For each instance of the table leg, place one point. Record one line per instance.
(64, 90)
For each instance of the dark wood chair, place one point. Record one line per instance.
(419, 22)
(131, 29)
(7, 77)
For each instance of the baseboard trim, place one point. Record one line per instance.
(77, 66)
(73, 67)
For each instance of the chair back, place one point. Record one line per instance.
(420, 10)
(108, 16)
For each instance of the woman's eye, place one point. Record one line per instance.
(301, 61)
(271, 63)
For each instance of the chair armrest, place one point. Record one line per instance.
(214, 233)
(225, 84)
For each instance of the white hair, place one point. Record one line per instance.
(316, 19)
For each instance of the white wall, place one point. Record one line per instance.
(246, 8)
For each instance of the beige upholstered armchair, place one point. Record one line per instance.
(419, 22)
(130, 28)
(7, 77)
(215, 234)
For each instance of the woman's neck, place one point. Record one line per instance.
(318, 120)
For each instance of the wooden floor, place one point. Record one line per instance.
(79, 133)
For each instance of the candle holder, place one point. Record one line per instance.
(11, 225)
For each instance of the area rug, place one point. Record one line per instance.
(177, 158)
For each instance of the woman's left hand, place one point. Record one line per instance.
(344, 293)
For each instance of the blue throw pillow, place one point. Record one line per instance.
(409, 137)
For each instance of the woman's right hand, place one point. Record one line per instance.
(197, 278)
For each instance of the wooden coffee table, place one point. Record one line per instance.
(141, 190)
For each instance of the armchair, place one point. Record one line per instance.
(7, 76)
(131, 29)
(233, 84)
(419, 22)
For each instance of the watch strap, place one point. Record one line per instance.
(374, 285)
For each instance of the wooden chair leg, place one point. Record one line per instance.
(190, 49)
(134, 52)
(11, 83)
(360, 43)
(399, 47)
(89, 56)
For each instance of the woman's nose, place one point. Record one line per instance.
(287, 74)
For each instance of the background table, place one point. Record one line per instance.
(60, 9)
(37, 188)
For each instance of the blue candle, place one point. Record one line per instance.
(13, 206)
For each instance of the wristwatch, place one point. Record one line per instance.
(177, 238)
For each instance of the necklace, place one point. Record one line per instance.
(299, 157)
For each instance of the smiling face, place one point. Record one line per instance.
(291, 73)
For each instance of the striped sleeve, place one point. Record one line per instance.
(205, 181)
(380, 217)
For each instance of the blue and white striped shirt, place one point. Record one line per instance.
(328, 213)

...

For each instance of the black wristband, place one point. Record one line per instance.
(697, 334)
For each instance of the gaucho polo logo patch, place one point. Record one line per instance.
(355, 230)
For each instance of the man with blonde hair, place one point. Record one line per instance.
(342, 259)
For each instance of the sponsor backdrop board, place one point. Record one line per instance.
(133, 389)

■ Task goal: Identify every line in the rows above that contains the word "white", and copy each of those lines.

■ Output:
For each instance of the white hair, place one point. Record one line per instance.
For each instance of the white wall, place one point. Record one line per instance.
For each instance of the blue and white striped shirt, place one point. Record one line per instance.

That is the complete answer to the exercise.